Image annotation data
○ ○ ○ ○

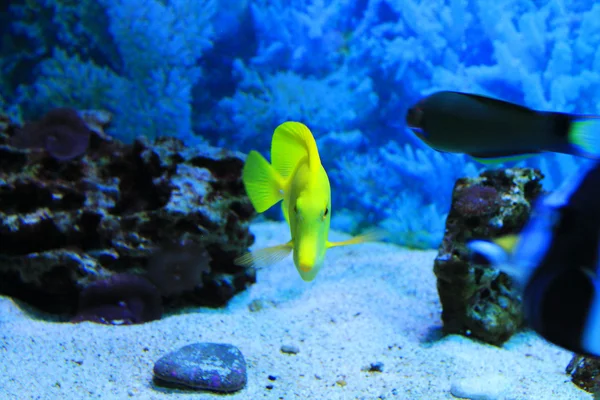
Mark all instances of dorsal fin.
[271,121,321,177]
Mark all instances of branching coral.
[8,0,217,142]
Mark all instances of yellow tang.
[235,121,380,281]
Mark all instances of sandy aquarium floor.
[0,223,592,400]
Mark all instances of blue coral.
[0,0,600,247]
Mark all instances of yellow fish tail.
[242,150,285,213]
[327,229,387,248]
[271,121,321,177]
[233,241,294,267]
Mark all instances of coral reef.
[434,168,543,345]
[0,112,255,313]
[71,273,163,325]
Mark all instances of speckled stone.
[154,343,247,393]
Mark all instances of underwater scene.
[0,0,600,400]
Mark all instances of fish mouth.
[298,263,312,272]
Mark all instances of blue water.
[0,0,600,248]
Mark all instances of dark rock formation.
[0,108,255,313]
[154,343,248,393]
[566,354,600,393]
[434,168,543,345]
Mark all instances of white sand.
[0,223,591,400]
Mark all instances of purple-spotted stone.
[154,343,247,393]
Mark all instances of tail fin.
[568,116,600,159]
[271,121,321,177]
[581,276,600,357]
[327,229,388,248]
[467,240,509,268]
[242,150,283,213]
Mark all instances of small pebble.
[248,299,265,312]
[154,343,247,393]
[361,361,383,372]
[450,374,509,400]
[281,344,300,354]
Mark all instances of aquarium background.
[0,0,600,248]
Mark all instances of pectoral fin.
[234,240,294,267]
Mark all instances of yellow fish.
[235,121,380,282]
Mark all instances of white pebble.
[450,374,509,400]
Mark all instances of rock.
[154,343,247,393]
[434,168,543,345]
[0,109,255,315]
[361,361,383,372]
[450,375,509,400]
[566,354,600,393]
[280,344,300,354]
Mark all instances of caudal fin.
[327,229,388,248]
[242,150,283,213]
[568,116,600,159]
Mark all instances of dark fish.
[468,163,600,356]
[406,91,600,163]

○ ○ ○ ○

# What is expected:
Reproduce every line of the listing, requests included, from the line containing "Mark all instances of tail fin." through the end of the listing. Adjust each bounding-box coordinate in the answers by -105.

# Task solution:
Mark all instances of tail fin.
[463,11,495,54]
[166,16,216,72]
[476,171,495,252]
[222,124,283,143]
[362,135,404,163]
[137,45,178,108]
Mark all instances of small pebble.
[143,194,160,207]
[49,238,142,288]
[256,256,278,267]
[345,269,404,295]
[176,239,195,249]
Mark all instances of aquarium background.
[-105,-105,495,143]
Mark all instances of pectoral fin.
[129,135,189,162]
Mark all instances of yellow fish.
[130,16,275,177]
Mark all instances of white pebble.
[345,269,404,295]
Mark all instances of rock.
[49,238,142,288]
[329,63,438,240]
[-105,4,150,210]
[256,256,278,267]
[345,270,404,295]
[461,249,495,288]
[175,239,195,249]
Mark all instances of caudal fin.
[222,124,283,143]
[137,45,178,108]
[463,11,495,54]
Mark all instances of dark fish.
[363,58,495,251]
[301,-14,495,58]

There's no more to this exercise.